--- The input ---

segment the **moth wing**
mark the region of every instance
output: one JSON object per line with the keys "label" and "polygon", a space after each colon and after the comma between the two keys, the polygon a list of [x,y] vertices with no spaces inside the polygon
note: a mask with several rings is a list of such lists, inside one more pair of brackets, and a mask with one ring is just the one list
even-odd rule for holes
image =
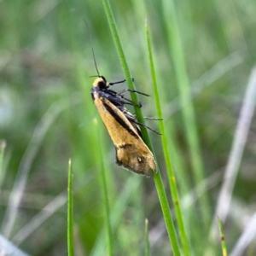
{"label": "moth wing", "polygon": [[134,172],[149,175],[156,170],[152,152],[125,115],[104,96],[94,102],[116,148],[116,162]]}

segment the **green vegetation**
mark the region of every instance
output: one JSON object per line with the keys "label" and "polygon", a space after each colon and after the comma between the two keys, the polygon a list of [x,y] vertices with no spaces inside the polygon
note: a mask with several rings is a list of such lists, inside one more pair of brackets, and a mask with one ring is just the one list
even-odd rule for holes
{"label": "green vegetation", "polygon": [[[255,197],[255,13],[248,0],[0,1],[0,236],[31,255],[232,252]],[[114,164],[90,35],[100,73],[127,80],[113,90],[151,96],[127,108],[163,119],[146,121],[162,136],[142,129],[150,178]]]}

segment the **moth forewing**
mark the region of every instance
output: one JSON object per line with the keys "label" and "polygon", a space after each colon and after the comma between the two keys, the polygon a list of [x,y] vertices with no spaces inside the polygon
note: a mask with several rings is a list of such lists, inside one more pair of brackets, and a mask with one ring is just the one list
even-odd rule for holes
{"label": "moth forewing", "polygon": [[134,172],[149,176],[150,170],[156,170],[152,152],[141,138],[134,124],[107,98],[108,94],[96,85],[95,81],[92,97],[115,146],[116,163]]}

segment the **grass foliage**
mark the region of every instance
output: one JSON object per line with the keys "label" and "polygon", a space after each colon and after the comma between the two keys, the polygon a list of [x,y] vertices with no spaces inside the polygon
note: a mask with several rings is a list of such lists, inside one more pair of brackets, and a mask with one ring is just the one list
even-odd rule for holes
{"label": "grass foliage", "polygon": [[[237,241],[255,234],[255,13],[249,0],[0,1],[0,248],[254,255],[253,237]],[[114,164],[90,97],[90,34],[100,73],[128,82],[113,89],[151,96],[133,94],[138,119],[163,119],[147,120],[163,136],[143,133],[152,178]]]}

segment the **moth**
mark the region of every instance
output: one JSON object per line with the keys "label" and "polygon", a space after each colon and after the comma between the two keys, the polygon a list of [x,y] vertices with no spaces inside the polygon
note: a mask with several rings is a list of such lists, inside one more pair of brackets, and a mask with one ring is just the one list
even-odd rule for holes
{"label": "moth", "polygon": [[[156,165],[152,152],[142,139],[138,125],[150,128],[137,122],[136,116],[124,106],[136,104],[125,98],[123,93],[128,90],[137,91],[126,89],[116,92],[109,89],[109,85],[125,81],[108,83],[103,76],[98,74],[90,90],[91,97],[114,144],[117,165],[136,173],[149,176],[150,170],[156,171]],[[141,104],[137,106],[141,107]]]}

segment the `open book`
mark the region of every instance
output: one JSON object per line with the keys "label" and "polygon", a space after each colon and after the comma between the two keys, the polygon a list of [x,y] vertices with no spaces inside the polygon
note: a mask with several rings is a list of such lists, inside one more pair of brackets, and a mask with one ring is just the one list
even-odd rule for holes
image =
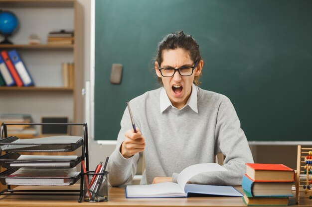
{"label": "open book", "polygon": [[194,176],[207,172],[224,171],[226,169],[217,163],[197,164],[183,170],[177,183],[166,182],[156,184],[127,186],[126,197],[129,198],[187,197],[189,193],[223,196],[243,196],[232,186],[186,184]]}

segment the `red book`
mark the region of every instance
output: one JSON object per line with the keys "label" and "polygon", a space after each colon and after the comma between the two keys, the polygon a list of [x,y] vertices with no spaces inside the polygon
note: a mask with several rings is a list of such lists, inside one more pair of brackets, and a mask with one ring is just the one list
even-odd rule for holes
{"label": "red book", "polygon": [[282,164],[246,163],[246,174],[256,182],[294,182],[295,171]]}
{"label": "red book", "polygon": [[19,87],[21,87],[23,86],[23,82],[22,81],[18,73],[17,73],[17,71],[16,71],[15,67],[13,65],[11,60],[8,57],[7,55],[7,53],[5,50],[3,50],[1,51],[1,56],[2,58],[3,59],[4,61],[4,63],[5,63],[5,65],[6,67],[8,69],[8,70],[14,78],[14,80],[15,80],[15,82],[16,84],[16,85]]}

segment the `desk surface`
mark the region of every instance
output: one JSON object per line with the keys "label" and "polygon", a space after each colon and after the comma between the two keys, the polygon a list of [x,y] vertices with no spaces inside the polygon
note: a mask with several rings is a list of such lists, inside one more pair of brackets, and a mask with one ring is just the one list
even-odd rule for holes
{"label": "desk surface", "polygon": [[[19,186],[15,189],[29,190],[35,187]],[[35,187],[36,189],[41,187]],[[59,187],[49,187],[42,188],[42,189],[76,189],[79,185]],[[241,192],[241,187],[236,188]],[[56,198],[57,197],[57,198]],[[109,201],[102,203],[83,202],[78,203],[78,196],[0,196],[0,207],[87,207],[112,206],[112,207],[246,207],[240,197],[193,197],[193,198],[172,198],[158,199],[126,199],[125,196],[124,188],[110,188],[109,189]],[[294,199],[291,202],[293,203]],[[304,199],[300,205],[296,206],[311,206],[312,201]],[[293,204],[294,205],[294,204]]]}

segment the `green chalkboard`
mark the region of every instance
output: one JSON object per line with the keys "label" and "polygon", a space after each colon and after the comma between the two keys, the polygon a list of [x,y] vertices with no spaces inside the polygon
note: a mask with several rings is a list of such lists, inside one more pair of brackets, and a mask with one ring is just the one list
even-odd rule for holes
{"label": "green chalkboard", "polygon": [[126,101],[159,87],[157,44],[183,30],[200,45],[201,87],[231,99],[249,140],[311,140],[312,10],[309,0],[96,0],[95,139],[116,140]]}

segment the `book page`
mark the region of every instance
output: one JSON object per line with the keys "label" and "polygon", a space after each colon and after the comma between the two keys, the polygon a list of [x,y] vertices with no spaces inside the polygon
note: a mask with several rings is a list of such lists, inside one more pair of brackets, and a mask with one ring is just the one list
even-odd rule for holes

--- Exercise goal ---
Without including the pictures, reproduce all entries exactly.

--- Result ---
segment the **moth wing**
mark the region of every instance
output: one JSON object per line with the keys "label" and "polygon", a space after each colon and after the comma between the two keys, the polygon a list of [x,y] vertices with no spaces inside the polygon
note: a mask with several rings is a list of such lists, inside one more pair of brackets, and a mask with one ring is just the one list
even-odd rule for holes
image =
{"label": "moth wing", "polygon": [[134,172],[149,175],[156,170],[152,152],[125,115],[104,96],[94,102],[116,148],[116,162]]}

segment the **green vegetation**
mark the region of every instance
output: one JSON object per line with the keys "label" and "polygon", a space after each colon and after the comma between the two keys, the polygon a list of [x,y] vertices with no spaces inside the polygon
note: a mask with several rings is a list of such lists, inside one more pair of brackets, and a mask with one ring is just the one list
even-odd rule for holes
{"label": "green vegetation", "polygon": [[[255,197],[255,13],[248,0],[0,1],[0,236],[31,255],[232,252]],[[114,164],[90,35],[100,73],[127,80],[113,90],[151,96],[127,108],[163,119],[146,121],[162,136],[142,129],[150,178]]]}

segment the **moth forewing**
mark the region of every instance
output: one JSON object per line with the keys "label" and "polygon", a space after each colon and after the comma between the two keys, the polygon a list of [x,y] vertices with no spaces inside the polygon
note: a mask with several rings is a list of such lists, inside one more pair of brackets, and a mask with one ring is just the one list
even-odd rule for holes
{"label": "moth forewing", "polygon": [[134,172],[149,176],[150,170],[156,170],[152,152],[141,138],[134,124],[107,98],[108,94],[96,85],[95,81],[92,97],[115,146],[116,163]]}

segment the **grass foliage**
mark the region of every instance
output: one JSON object per line with the keys "label" and "polygon", a space after each colon and after the comma between the two keys, the polygon a list of [x,y] vertices with no spaces inside the polygon
note: a mask with several rings is a list of such lists, inside one more pair of brackets, and a mask with one ring is just the one list
even-odd rule for holes
{"label": "grass foliage", "polygon": [[[237,241],[255,234],[255,13],[249,0],[0,1],[0,248],[254,255],[253,237]],[[114,164],[90,97],[90,34],[100,73],[128,82],[113,89],[151,96],[133,94],[138,119],[163,119],[147,120],[163,136],[143,133],[152,178]]]}

segment the **moth**
mark the region of every instance
output: one JSON object per line with the keys "label" and "polygon", a space after each colon and after the comma between the two keys, the polygon a list of [x,y] vertices with no spaces inside the polygon
note: a mask with several rings is a list of such lists, inside one more pair of brackets, and a mask with one ring is just the one list
even-odd rule for holes
{"label": "moth", "polygon": [[[156,165],[152,152],[142,139],[138,125],[150,128],[137,122],[136,116],[124,106],[136,104],[125,98],[123,93],[128,90],[137,91],[126,89],[116,92],[109,89],[109,85],[125,81],[108,83],[103,76],[98,74],[90,90],[91,97],[114,144],[117,165],[136,173],[149,176],[150,170],[156,171]],[[141,104],[137,106],[141,107]]]}

segment the `open book`
mark the region of every instance
output: one JSON object per line with the keys "label" and "polygon", a space after each colon and after the comma between the two keys, the polygon a list of [x,y] vertices with no spaces inside the polygon
note: a mask with several rings is a list of such lists, inside one more pair of brackets, and a mask with one ring is just the one list
even-odd rule for holes
image =
{"label": "open book", "polygon": [[194,176],[207,172],[224,171],[226,169],[217,163],[197,164],[183,170],[177,183],[166,182],[156,184],[127,186],[126,197],[129,198],[187,197],[189,193],[223,196],[243,196],[232,186],[186,184]]}

segment the `red book`
mark the region of every instance
output: one JSON object per line with the keys "label" and "polygon", a space after each colon and after the comma between the two keys, the polygon a list of [x,y] vertices with no spaces inside the polygon
note: a mask with several rings is a list of such lists, inside one more pair of brackets, and a mask with one ring is just the one list
even-odd rule for holes
{"label": "red book", "polygon": [[282,164],[246,163],[246,174],[256,182],[294,182],[295,171]]}
{"label": "red book", "polygon": [[19,87],[21,87],[23,86],[23,82],[22,81],[18,73],[17,73],[17,71],[16,71],[15,67],[13,65],[11,60],[8,57],[7,55],[7,53],[5,50],[3,50],[1,51],[1,56],[2,58],[3,59],[4,61],[4,63],[5,63],[5,65],[6,67],[8,69],[8,70],[14,78],[14,80],[15,80],[15,82],[16,84],[16,85]]}

segment the `desk surface`
mark the region of every instance
output: one JSON object per line with the keys "label" and "polygon", a space after each colon and after the comma between the two keys, the polygon a list of [x,y] vertices with no spaces inside the polygon
note: a mask with several rings is a list of such lists, inside one more pair of brackets, and a mask with one ring is just the one list
even-odd rule for holes
{"label": "desk surface", "polygon": [[[19,186],[15,189],[29,190],[35,187]],[[35,187],[36,189],[41,187]],[[59,187],[49,187],[42,188],[42,189],[76,189],[79,185]],[[241,192],[241,187],[236,188]],[[56,198],[57,197],[57,198]],[[109,201],[102,203],[83,202],[78,203],[78,196],[0,196],[0,207],[87,207],[112,206],[112,207],[246,207],[240,197],[193,197],[193,198],[172,198],[158,199],[126,199],[125,196],[124,188],[110,188],[109,189]],[[294,199],[291,202],[293,203]],[[304,199],[300,205],[296,206],[311,206],[312,201]],[[293,204],[294,205],[294,204]]]}

segment the `green chalkboard`
mark the region of every instance
output: one JSON object per line with the keys "label" and "polygon", a space after each colon and after the comma between the two keys, the polygon a list of [x,y] vertices with no spaces inside the polygon
note: a mask with several rings is a list of such lists, inside one more pair of brackets, and a mask with one ring is just the one list
even-odd rule for holes
{"label": "green chalkboard", "polygon": [[126,101],[159,87],[157,44],[183,30],[200,45],[201,87],[231,99],[249,140],[311,140],[312,10],[309,0],[96,0],[95,139],[116,140]]}

segment the `book page`
mark the region of every instance
output: one JSON object per line with the keys "label" and "polygon", a space after each colon and after the comma between the two keys, the polygon a list of [x,y] vertices with no spaces inside the polygon
note: a mask with several rings is a list of such lists, inside one more pair of brackets, and a mask with one ring is just the one list
even-odd rule for holes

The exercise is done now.